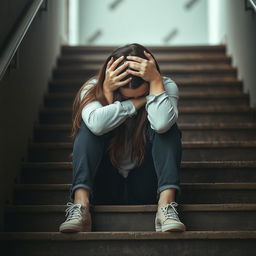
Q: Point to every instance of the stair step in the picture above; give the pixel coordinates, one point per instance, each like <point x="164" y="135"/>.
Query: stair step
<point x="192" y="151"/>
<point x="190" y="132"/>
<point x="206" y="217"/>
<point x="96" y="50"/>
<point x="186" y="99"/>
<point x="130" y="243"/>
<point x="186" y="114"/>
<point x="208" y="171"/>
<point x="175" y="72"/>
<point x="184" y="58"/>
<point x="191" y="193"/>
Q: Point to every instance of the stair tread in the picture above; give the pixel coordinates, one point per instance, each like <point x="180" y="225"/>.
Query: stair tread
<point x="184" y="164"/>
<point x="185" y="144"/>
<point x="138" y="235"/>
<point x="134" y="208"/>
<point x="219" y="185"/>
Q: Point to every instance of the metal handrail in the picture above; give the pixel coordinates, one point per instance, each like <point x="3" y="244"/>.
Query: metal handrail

^^^^

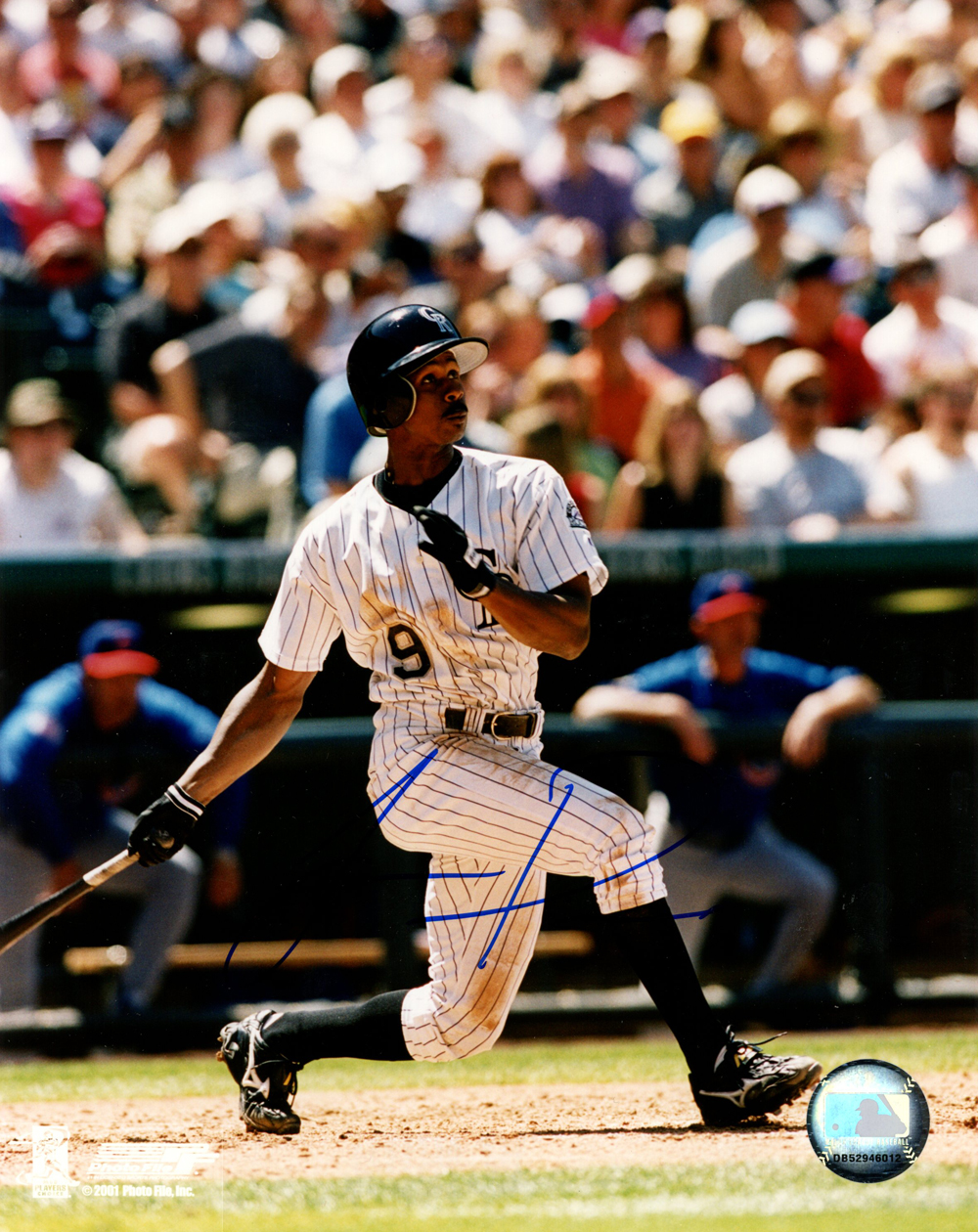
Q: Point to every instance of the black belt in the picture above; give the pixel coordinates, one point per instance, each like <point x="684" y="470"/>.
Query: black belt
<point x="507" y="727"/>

^^^^

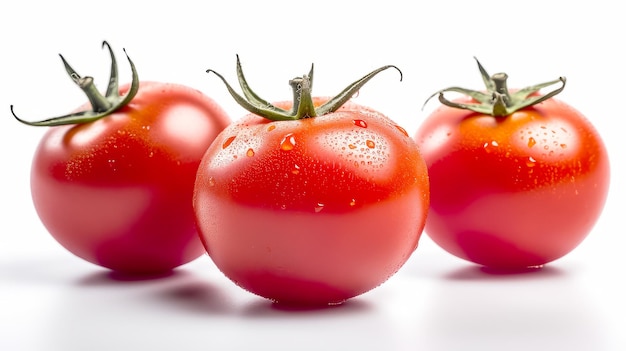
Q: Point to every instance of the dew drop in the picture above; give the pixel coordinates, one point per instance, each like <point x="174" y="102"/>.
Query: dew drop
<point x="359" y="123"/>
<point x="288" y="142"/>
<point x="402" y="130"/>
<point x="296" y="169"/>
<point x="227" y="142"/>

^^^^

■ The problem: Which lines in the items above contain the word "belt"? Return each of those lines in full.

■ Finished answer:
Q: Point to every instance of the black belt in the picture above; give the pixel coordinates, one point per instance, each like <point x="684" y="470"/>.
Query: black belt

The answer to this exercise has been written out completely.